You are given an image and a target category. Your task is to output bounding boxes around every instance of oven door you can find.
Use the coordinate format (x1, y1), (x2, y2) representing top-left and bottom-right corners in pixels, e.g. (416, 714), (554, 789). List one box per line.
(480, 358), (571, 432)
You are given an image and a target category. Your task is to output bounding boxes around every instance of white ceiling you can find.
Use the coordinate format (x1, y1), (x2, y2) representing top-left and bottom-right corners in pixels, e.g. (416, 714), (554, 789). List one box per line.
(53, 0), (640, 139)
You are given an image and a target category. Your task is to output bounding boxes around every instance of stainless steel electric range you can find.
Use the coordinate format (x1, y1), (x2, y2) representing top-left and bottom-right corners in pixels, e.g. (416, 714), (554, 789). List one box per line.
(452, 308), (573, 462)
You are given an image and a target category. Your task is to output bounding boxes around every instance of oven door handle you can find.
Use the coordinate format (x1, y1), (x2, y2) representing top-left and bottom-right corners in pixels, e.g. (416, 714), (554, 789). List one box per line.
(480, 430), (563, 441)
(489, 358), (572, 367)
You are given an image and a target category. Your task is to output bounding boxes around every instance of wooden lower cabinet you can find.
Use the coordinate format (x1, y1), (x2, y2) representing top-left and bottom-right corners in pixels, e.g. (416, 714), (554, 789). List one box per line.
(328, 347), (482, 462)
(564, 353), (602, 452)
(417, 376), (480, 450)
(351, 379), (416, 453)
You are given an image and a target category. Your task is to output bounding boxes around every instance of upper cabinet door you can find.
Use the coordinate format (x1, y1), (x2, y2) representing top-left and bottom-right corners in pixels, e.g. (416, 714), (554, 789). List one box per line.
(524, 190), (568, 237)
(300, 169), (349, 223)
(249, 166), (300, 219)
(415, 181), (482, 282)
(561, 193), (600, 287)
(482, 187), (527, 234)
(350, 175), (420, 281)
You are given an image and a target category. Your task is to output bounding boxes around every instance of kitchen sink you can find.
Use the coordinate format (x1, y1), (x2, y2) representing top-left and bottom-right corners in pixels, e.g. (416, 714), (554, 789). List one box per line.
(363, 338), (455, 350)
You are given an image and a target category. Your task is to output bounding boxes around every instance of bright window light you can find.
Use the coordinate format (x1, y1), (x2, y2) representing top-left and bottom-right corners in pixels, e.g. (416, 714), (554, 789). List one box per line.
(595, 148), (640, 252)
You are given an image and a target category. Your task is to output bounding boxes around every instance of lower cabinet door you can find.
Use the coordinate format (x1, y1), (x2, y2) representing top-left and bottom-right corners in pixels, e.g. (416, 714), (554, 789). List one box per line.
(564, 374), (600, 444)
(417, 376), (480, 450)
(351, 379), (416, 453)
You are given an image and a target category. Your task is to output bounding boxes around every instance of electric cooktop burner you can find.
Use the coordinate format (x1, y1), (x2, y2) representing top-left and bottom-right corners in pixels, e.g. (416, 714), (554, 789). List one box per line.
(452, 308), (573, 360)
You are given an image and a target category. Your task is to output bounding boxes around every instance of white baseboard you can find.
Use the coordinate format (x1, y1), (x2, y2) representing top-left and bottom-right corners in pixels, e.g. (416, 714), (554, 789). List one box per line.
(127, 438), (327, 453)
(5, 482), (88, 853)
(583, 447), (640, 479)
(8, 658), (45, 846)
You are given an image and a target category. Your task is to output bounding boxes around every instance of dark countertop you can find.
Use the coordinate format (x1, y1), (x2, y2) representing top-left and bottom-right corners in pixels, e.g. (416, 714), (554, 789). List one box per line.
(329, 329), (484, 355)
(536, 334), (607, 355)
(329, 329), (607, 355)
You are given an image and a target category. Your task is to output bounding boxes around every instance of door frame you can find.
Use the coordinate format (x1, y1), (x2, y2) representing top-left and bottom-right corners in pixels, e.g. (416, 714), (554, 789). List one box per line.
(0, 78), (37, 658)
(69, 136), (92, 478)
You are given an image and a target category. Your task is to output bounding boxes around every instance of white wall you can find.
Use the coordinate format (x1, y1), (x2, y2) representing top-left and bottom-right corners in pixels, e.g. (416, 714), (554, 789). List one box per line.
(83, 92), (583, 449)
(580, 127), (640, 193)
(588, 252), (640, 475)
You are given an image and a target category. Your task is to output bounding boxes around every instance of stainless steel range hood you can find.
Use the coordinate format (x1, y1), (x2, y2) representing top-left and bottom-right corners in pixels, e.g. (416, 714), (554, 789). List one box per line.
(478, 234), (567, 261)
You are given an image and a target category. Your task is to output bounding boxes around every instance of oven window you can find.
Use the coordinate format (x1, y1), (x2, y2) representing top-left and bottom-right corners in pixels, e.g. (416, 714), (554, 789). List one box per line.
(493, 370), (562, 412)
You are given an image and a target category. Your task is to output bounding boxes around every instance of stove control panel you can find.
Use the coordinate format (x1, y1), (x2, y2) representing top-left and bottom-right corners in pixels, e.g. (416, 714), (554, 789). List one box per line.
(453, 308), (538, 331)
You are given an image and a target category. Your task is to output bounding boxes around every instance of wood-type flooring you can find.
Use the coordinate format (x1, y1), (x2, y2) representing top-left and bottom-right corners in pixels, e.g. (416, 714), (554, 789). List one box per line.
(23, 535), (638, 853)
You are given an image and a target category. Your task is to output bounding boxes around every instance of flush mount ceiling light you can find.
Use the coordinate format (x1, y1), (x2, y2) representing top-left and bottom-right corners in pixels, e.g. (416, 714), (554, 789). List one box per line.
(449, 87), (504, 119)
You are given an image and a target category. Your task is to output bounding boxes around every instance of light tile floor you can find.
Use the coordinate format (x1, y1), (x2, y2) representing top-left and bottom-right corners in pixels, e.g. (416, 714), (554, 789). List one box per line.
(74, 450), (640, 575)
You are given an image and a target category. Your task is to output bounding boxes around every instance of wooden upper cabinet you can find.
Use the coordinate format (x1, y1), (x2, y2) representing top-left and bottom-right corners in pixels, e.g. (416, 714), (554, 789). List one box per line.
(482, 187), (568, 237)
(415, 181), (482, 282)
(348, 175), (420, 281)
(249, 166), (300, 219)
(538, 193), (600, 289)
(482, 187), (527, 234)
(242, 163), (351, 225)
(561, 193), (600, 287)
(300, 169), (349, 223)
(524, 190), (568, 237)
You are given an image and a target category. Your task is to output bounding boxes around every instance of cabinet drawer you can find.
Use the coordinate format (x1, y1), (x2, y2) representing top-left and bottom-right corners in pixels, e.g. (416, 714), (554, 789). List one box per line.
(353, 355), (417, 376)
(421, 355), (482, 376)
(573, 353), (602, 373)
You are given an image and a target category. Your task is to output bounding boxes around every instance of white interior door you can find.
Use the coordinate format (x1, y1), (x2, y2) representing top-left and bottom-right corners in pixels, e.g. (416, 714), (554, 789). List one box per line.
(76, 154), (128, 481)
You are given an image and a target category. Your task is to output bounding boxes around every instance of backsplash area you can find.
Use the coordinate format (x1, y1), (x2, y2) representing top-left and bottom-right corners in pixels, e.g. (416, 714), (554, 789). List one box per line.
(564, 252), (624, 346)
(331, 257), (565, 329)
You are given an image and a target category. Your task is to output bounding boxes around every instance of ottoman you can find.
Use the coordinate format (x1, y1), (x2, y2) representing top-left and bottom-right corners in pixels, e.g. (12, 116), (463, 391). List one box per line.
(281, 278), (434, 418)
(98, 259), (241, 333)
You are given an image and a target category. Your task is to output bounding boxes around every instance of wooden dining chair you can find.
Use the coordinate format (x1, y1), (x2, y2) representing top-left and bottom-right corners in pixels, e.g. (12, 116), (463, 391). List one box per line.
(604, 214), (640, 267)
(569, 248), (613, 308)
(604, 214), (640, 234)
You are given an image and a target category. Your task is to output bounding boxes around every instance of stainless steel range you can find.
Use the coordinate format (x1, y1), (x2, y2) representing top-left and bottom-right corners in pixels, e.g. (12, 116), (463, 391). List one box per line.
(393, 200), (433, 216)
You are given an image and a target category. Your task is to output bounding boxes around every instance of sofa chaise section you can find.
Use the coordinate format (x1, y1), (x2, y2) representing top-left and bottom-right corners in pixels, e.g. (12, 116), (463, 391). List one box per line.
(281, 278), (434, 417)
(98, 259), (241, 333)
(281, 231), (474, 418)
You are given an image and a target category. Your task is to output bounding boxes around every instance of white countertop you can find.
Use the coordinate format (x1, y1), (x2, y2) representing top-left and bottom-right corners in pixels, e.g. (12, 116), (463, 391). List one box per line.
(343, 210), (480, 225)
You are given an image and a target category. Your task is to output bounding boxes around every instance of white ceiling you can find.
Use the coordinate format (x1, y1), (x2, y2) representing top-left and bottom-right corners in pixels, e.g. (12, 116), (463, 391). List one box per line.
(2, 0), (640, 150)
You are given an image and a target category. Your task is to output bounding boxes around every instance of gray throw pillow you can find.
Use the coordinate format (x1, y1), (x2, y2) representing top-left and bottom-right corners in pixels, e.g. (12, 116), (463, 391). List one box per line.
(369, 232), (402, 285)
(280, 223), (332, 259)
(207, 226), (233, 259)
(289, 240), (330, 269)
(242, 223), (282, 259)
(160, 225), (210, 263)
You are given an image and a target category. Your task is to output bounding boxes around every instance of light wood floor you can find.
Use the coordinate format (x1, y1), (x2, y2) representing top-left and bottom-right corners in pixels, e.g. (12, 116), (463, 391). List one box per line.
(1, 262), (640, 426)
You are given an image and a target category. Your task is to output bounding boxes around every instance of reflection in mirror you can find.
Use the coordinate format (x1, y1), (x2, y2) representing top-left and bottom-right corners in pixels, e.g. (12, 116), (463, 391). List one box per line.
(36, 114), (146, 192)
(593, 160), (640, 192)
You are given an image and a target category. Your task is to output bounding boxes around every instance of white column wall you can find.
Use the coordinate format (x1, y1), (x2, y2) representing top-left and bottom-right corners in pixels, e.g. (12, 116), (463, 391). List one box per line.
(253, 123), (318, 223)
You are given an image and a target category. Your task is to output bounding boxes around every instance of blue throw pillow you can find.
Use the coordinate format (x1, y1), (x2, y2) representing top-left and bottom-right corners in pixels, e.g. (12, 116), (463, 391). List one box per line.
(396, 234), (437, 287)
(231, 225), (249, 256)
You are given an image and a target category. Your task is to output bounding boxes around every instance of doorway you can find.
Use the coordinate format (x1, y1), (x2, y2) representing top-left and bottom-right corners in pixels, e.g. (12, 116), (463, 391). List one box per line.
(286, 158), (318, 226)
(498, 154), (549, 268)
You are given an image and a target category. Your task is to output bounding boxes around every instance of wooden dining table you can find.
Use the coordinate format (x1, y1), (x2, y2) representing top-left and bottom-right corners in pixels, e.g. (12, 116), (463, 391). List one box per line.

━━━━━━━━━━━━━━━━━━━━

* [Exercise goal] Pull out every line of the material above that contains the word "cabinet", and copy each one unchanged.

* [Exercise result]
You are given an image and a target category. Your task is to output bounding boxes around every instance of wooden lower cabinet you can find.
You are given an image and a target category. Your task is to output bounding boxes around every instance of upper cabinet door you can find.
You are given an image and a target category. Your task is to output bounding boxes around every instance of lower cabinet door you can find.
You are given an image and a target category. Your task is to output bounding boxes around every instance of wooden upper cabinet you can find.
You are given an image and a target category. Your task is to output bounding boxes around every instance of cabinet drawer you can find.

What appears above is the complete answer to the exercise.